The neurology people tell us that meaning is a PHYSICAL reality contained in cells (both in the mind and in the rest of the body at the molecular level) and this pain is a signal of change, possibly dangerous.  Meaning is not a matter of logic, but of existence.  My personal theory of how to recover meaning has been to return to the place where I was happiest — I mean physical place — and rekindle that relationship.  That was 1999.  It worked.

Humans are a phenomenon of humus, the earth beneath our feet.  The earliest “we” rose up out of water and muck.  Then the whole action was interaction with the environment and others like ourselves.  We moved through it, we smelled it, we ate it.  As time passed, we began to vary, and then the world kept changing so that some variations were better adapted and thrived and survived.

### [DATASET SECTION]
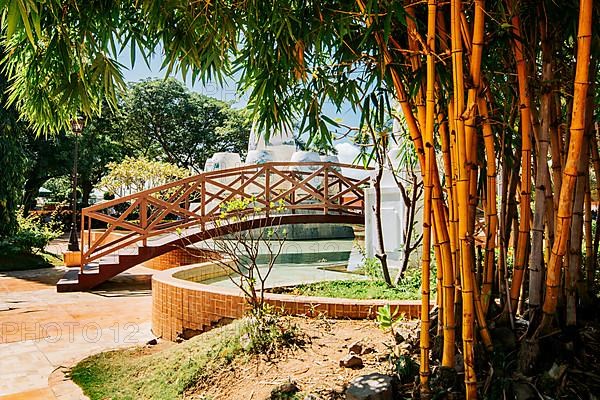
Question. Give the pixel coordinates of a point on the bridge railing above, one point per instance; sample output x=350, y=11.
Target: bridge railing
x=195, y=202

### [PROBLEMS AND TASKS]
A) In the passage, write out everything from "The neurology people" down to "1999.  It worked.", substituting "neurons" for "cells".
B) According to the passage, what did the earliest "we" rise up out of?
The data above come from a different source than the passage.

### [TASK ANSWERS]
A)
The neurology people tell us that meaning is a PHYSICAL reality contained in neurons (both in the mind and in the rest of the body at the molecular level) and this pain is a signal of change, possibly dangerous.  Meaning is not a matter of logic, but of existence.  My personal theory of how to recover meaning has been to return to the place where I was happiest — I mean physical place — and rekindle that relationship.  That was 1999.  It worked.

B) Water and muck.